> PROBLEM DESCRIPTION: Should the word "head" occur in a line of the records, copy that line.

Stored items from a collection:
....
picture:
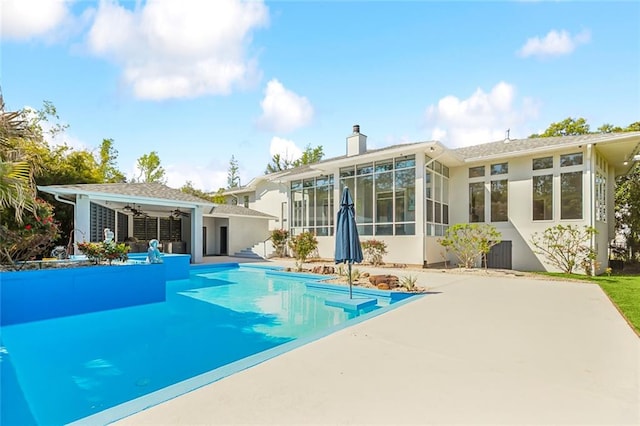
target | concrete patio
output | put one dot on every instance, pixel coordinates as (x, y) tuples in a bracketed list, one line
[(478, 350)]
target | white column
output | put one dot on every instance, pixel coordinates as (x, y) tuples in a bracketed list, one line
[(82, 219), (196, 234)]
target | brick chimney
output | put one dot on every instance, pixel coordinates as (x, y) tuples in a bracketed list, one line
[(356, 142)]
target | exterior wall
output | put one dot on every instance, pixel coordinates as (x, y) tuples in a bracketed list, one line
[(210, 243), (246, 232), (219, 223), (405, 249), (268, 198), (521, 225)]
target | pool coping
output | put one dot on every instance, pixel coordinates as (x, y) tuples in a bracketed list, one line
[(176, 390)]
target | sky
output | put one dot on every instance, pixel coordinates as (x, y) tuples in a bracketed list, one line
[(202, 81)]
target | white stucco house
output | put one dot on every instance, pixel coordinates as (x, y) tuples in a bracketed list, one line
[(181, 222), (409, 194)]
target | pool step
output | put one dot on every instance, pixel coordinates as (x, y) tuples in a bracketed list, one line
[(354, 304), (248, 254)]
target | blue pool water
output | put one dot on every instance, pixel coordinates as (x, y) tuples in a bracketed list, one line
[(64, 369)]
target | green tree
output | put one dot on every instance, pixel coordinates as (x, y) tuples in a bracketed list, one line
[(565, 246), (309, 156), (107, 165), (150, 168), (567, 127), (17, 184), (633, 127), (233, 176), (609, 128), (470, 241), (278, 163), (218, 197), (188, 188)]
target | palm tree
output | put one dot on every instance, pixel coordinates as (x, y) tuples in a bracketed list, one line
[(17, 184)]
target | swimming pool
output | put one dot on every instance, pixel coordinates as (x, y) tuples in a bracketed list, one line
[(110, 364)]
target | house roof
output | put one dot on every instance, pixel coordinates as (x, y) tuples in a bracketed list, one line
[(147, 191), (344, 160), (517, 146), (226, 210), (154, 197)]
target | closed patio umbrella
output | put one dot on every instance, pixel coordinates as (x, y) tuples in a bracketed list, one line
[(348, 249)]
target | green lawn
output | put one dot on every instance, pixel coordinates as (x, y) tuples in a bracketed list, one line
[(623, 290)]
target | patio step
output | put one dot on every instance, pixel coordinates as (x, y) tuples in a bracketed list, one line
[(248, 253)]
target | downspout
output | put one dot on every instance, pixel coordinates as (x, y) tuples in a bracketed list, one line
[(592, 210), (424, 209)]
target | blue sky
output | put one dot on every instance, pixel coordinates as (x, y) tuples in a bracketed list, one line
[(199, 81)]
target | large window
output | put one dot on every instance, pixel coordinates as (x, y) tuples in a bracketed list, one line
[(571, 186), (476, 202), (384, 195), (499, 200), (543, 197), (437, 197), (571, 195), (312, 206), (542, 191)]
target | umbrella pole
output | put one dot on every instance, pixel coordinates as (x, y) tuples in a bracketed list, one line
[(350, 290)]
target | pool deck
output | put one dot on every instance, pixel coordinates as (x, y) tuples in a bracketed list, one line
[(479, 349)]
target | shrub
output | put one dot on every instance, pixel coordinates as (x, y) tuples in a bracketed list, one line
[(566, 246), (279, 240), (26, 239), (469, 241), (373, 251), (302, 246), (409, 282)]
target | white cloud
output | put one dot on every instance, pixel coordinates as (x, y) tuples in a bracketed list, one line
[(284, 110), (26, 19), (179, 49), (483, 117), (208, 179), (286, 148), (203, 178), (555, 43)]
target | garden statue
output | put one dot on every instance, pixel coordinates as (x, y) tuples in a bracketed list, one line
[(108, 235), (153, 255)]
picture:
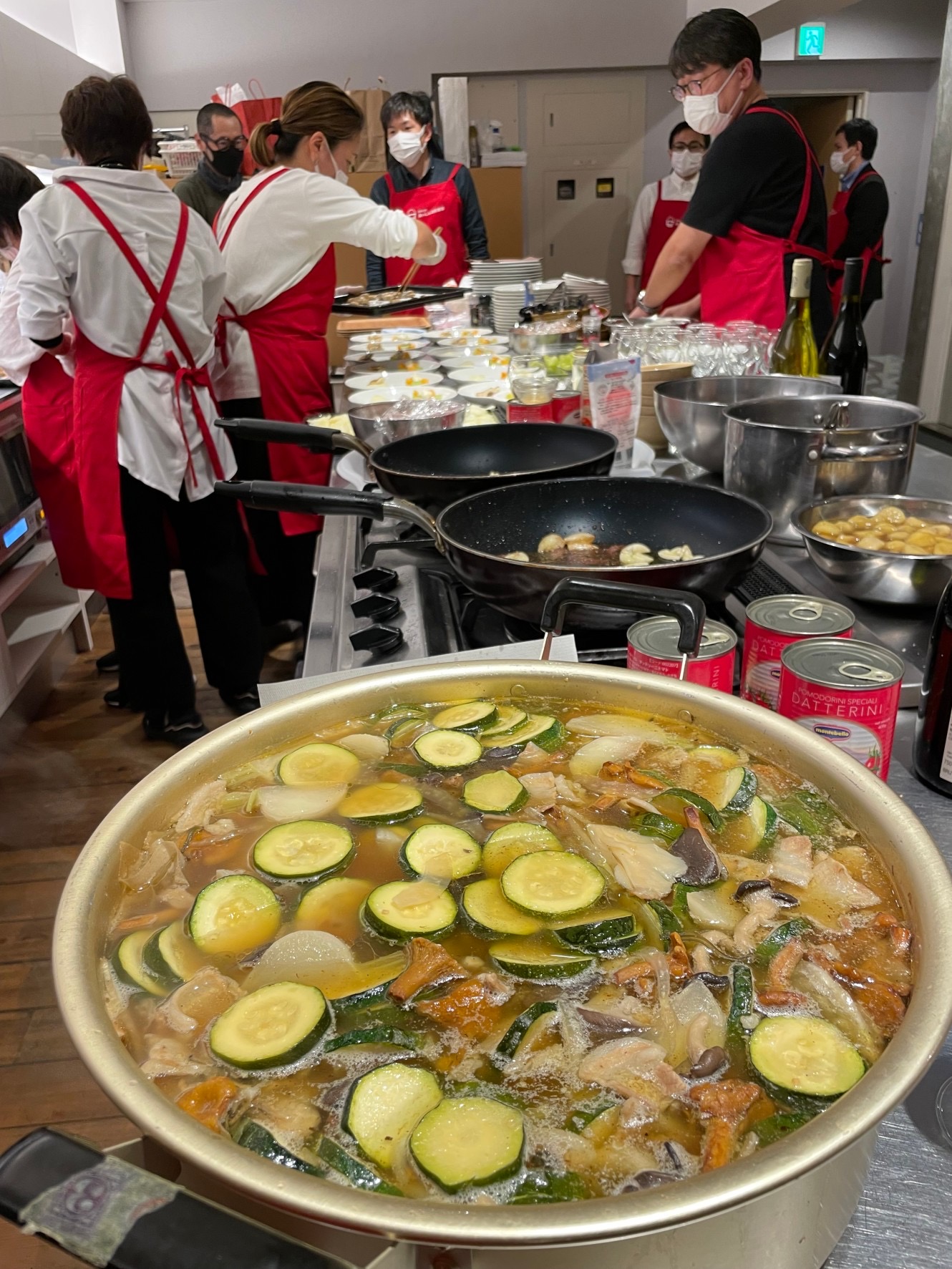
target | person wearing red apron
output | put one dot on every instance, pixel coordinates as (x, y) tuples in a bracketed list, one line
[(423, 184), (658, 213), (860, 210), (273, 351), (139, 297), (759, 200)]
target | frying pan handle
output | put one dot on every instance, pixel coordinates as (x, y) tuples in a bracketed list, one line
[(273, 495), (142, 1220), (686, 608), (316, 441)]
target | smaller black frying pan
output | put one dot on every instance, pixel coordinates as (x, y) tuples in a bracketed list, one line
[(436, 469)]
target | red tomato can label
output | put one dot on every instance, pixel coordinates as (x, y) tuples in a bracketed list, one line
[(653, 648), (773, 623), (847, 693)]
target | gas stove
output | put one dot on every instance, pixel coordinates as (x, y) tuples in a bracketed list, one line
[(384, 594)]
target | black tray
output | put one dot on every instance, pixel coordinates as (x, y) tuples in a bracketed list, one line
[(423, 296)]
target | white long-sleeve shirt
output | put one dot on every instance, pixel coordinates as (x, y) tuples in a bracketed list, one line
[(281, 238), (674, 190), (70, 267)]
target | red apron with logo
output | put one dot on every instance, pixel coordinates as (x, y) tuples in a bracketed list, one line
[(837, 230), (97, 399), (666, 218), (47, 422), (743, 274), (290, 346), (439, 207)]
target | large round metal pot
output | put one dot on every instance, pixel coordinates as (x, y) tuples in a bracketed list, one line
[(787, 1205), (790, 452), (692, 412)]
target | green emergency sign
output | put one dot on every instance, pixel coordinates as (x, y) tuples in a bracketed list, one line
[(812, 39)]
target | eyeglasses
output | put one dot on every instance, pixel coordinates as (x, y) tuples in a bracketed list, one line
[(223, 142), (694, 87)]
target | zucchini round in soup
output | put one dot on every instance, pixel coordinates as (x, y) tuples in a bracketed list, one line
[(517, 950)]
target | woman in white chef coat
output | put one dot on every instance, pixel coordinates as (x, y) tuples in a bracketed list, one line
[(141, 277), (277, 234), (658, 213)]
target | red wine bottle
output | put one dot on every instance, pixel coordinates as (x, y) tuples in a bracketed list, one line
[(932, 752), (845, 353)]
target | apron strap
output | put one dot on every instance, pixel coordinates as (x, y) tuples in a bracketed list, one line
[(246, 203)]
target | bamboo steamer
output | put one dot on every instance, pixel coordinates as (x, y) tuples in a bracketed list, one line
[(649, 427)]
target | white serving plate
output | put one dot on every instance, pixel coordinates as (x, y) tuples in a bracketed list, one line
[(394, 380)]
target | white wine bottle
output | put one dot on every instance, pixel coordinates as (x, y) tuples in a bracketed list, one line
[(795, 351)]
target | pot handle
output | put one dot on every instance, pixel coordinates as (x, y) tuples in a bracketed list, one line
[(316, 441), (54, 1185), (687, 609)]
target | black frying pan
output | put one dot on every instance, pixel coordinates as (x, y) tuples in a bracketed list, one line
[(436, 469), (476, 533)]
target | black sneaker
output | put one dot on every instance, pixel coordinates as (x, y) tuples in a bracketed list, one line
[(178, 731), (241, 702)]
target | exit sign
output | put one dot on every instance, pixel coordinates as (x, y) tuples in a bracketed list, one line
[(812, 39)]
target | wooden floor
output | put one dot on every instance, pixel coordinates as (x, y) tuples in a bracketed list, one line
[(70, 767)]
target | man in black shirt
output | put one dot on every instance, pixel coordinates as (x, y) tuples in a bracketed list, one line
[(860, 210), (759, 202)]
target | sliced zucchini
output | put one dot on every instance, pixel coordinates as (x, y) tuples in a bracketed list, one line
[(778, 938), (606, 929), (508, 720), (469, 1141), (331, 904), (271, 1027), (671, 804), (371, 1036), (234, 915), (386, 802), (303, 850), (489, 913), (538, 961), (441, 850), (495, 794), (389, 914), (172, 957), (543, 730), (359, 1175), (525, 1029), (127, 962), (447, 750), (319, 764), (513, 840), (469, 716), (553, 883), (256, 1137), (805, 1055), (385, 1106)]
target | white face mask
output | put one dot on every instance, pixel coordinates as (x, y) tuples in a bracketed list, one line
[(407, 147), (704, 115), (686, 162)]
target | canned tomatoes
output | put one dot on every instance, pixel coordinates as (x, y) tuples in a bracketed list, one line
[(774, 623), (653, 648), (847, 693)]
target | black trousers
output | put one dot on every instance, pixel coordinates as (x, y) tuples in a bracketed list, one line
[(213, 550), (287, 590)]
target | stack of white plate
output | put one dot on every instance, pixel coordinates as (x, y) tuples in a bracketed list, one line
[(596, 288), (510, 297)]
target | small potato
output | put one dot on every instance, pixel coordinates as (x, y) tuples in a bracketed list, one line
[(827, 530)]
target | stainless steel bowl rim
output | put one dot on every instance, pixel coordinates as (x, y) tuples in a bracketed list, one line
[(77, 950), (895, 499)]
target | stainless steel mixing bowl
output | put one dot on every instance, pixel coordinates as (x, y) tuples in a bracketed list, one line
[(691, 412), (878, 576)]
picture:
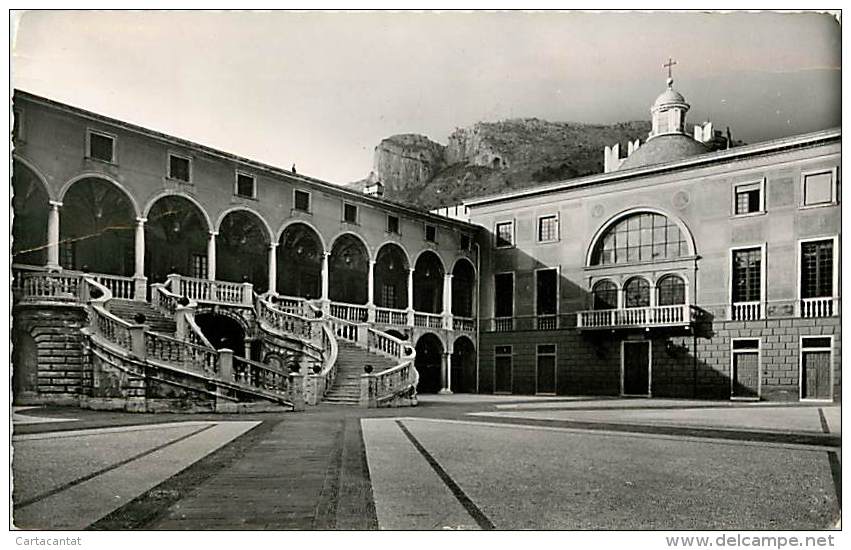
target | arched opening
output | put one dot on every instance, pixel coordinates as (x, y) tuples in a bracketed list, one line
[(428, 283), (222, 332), (463, 288), (176, 236), (640, 237), (30, 205), (605, 295), (397, 334), (299, 258), (24, 365), (463, 366), (97, 228), (348, 270), (391, 277), (428, 363), (242, 250), (671, 290), (636, 292)]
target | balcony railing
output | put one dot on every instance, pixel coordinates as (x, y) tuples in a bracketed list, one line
[(746, 311), (643, 317), (389, 316), (819, 307)]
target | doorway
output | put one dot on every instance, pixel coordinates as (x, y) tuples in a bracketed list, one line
[(635, 368)]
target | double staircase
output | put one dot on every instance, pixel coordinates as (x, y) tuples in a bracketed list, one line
[(168, 347), (351, 361), (156, 320)]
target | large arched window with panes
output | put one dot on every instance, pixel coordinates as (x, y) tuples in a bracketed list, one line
[(605, 295), (671, 291), (640, 237), (636, 292)]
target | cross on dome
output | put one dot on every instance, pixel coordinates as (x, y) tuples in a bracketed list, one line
[(670, 64)]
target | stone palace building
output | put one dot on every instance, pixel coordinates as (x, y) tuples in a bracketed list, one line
[(153, 273)]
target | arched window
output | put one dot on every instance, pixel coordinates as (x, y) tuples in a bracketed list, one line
[(605, 295), (636, 293), (641, 237), (671, 290)]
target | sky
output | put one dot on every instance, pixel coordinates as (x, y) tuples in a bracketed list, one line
[(321, 89)]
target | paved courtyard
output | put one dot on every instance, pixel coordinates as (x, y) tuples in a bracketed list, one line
[(454, 462)]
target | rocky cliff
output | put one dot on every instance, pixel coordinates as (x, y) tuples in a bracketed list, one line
[(493, 157)]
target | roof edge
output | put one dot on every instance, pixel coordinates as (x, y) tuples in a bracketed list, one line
[(764, 147)]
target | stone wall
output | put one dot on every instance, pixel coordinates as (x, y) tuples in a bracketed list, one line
[(685, 364), (58, 356)]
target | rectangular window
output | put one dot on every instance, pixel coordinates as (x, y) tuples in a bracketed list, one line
[(431, 233), (67, 254), (301, 200), (546, 369), (245, 185), (17, 125), (818, 188), (393, 224), (101, 147), (350, 213), (817, 269), (388, 296), (199, 266), (744, 363), (816, 367), (749, 199), (504, 294), (546, 296), (179, 168), (547, 229), (504, 234), (747, 275), (502, 369)]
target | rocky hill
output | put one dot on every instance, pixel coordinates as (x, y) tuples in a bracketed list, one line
[(492, 157)]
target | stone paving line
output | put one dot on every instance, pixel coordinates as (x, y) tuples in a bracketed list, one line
[(79, 505), (310, 471)]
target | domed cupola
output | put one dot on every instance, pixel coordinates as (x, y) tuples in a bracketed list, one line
[(669, 110)]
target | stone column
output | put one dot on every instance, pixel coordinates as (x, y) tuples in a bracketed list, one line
[(211, 256), (139, 280), (53, 235), (370, 293), (447, 301), (445, 374), (273, 268), (411, 296), (325, 276)]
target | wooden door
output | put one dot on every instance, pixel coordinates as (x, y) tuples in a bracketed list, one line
[(636, 368)]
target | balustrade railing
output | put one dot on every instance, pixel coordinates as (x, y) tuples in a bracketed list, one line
[(205, 290), (819, 307), (680, 314), (464, 324), (349, 312), (201, 359), (389, 316), (120, 287), (746, 311), (546, 322), (260, 376), (503, 324), (428, 320), (53, 286), (289, 323), (343, 329)]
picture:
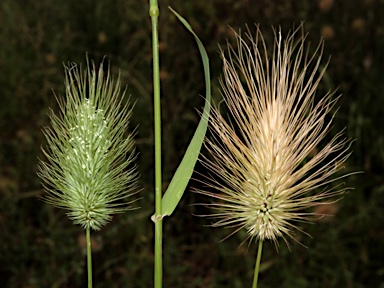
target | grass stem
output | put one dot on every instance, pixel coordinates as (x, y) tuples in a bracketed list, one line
[(257, 266), (89, 256), (154, 14)]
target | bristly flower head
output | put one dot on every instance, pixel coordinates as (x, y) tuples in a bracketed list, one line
[(266, 160), (89, 170)]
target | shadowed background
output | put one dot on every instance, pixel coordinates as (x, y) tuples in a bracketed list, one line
[(39, 246)]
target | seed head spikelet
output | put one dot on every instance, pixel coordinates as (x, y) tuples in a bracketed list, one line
[(265, 170), (90, 170)]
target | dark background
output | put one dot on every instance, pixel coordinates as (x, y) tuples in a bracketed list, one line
[(39, 246)]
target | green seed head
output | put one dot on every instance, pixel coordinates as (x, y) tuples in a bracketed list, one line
[(90, 169)]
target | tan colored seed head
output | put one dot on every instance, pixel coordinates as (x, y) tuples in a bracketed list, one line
....
> TASK RESPONSE:
target | bristly flower head
target | seed head spikelet
target | green seed head
target | tan colored seed head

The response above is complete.